TEXTE EXTRAIT:
::::::

L'action de groupe a été pendant longtemps ignorée en droit français avant d'être finalement introduite pour la première fois par la loi n° 2014-344 du 17 mars 2014 relative à la consommation (dite "loi Hamon") au bénéfice des consommateurs. Au 26 septembre 2016, seules huit actions de groupe en matière de consommation ont été introduites devant les juridictions françaises.

S'agissant des données à caractère personnel, la consécration de l'action de groupe avait été envisagée à l'occasion des débats parlementaires relatifs à la loi pour la République numérique (dite "loi Lemaire") mais celle-ci a finalement été adoptée le 7 octobre 2016 sans ce dispositif. Par ailleurs, le règlement européen n°2016/679 du 27 avril 2016 relatif à la protection des personnes physiques à l'égard du traitement des données à caractère personnel et à la libre circulation de ces données (ci-après "Règlement GDPR") – qui sera applicable à partir du 25 mai 2018 - prévoit expressément la faculté pour les Etats de recourir à cette possibilité (art. 80 et s.). Le législateur français a donc décidé d'anticiper l'application de ce règlement en consacrant l'action de groupe en matière de données à caractère personnel moyennant quelques ajustements.

La loi n° 2016-1547 du 18 novembre 2016 a créé un nouvel article 43 ter au sein de la loi n°78-17 du 6 janvier 1978 relative à l'informatique, aux fichiers et aux libertés (dite "loi informatique et libertés) qui dispose notamment que "Lorsque plusieurs personnes physiques placées dans une situation similaire subissent un dommage ayant pour cause commune un manquement de même nature aux dispositions de la présente loi par un responsable de traitement de données à caractère personnel ou un sous-traitant, une action de groupe peut être exercée devant la juridiction civile ou la juridiction administrative compétente."

Cette nouvelle disposition vise aussi bien le responsable de traitement que les sous-traitants alors même qu'en l'état du droit positif, seuls les responsables de traitement peuvent voir leur responsabilité engagée par les personnes  concernées. En réalité, cette disposition a vraisemblablement été inspirée par la réforme issue du règlement GDPR qui va accentuer la responsabilité des sous-traitants.

::::::

(Entrées de la collection)

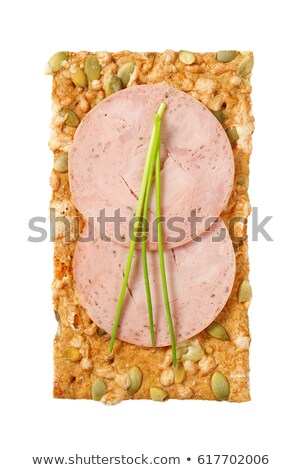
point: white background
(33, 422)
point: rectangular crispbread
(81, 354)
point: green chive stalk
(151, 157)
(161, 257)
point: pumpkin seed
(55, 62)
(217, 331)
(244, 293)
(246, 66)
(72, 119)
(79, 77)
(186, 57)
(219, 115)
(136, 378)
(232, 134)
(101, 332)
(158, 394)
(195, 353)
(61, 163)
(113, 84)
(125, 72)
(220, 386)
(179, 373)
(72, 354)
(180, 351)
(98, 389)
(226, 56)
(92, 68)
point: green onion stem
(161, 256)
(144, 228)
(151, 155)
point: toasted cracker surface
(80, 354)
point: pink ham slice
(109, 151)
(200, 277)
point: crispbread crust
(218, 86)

::::::

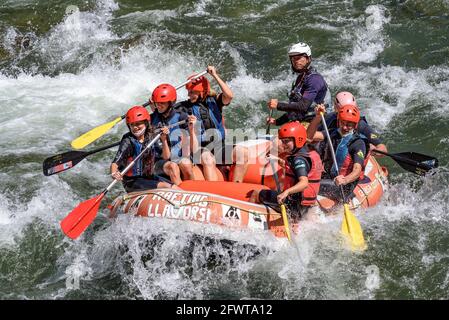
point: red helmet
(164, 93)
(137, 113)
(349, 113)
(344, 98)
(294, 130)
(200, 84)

::::::

Reprenez le texte sur l'action de groupe en matière de données à caractère personnel et poursuivez-le à partir de sa dernière phrase.

RÉSULTAT DE TÂCHE:
En outre, cette nouvelle action de groupe ne pourra être exercée que par les associations régulièrement déclarées depuis cinq ans au moins ayant pour objet statutaire la protection de la vie privée et la protection des données à caractère personnel, par les associations de défense des consommateurs représentatives au niveau national et agréées lorsque le traitement de données à caractère personnel affecte des consommateurs, ou par les organisations syndicales de salariés ou de fonctionnaires représentatives lorsque le traitement affecte les intérêts des personnes que les statuts de ces organisations les chargent de défendre.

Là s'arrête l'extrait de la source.